▸ **Data provided**:
==*==

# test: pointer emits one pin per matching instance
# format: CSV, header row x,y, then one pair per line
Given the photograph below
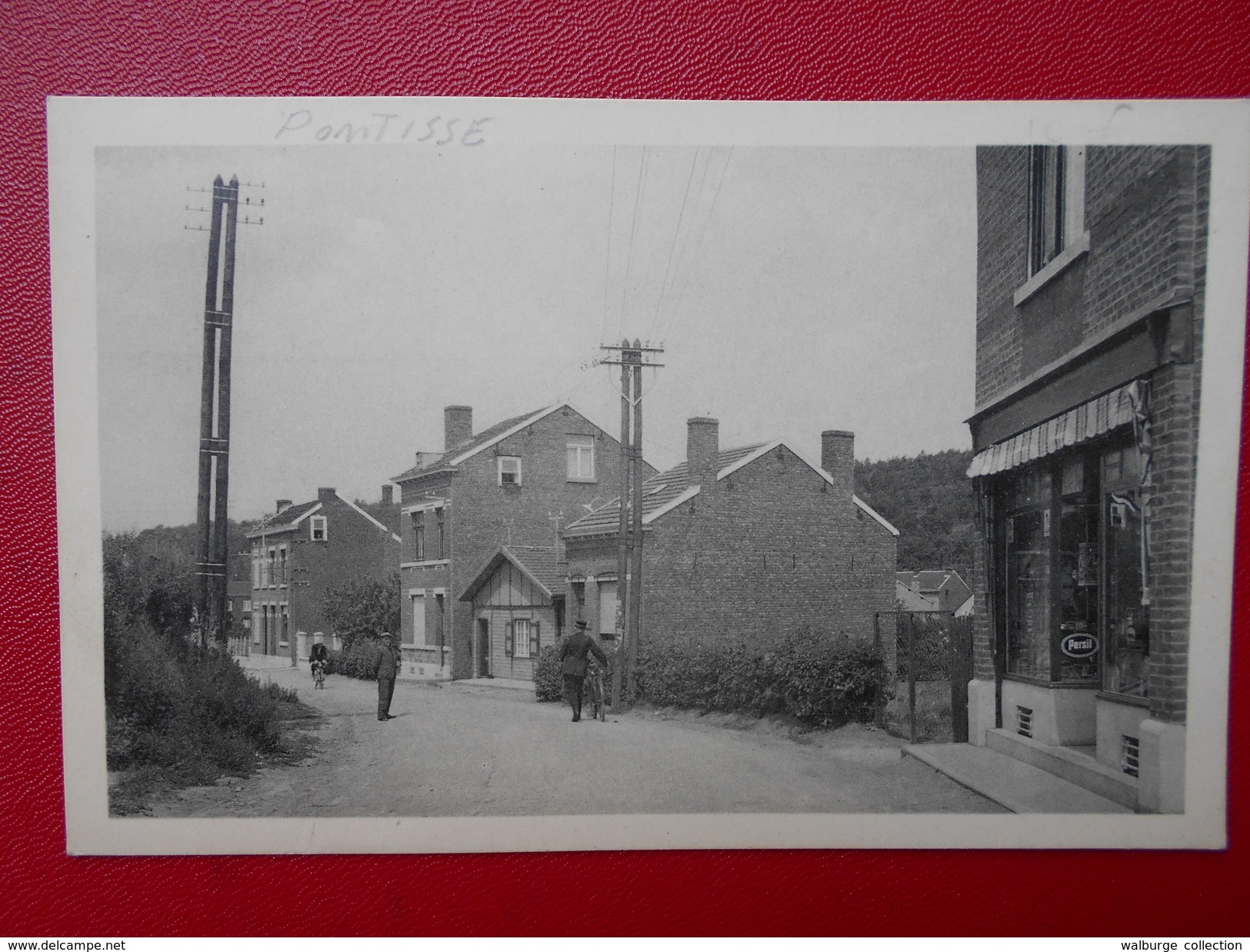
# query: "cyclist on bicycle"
x,y
319,660
573,657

==*==

▸ **Your assignment**: Repeat the listing exactly, minus its pictures.

▸ **Finished task**:
# test: pointer emits one pin per matching instance
# format: CSV, header row x,y, then one pair per line
Given the photograph below
# query: "cyclist on bicycle"
x,y
319,660
573,657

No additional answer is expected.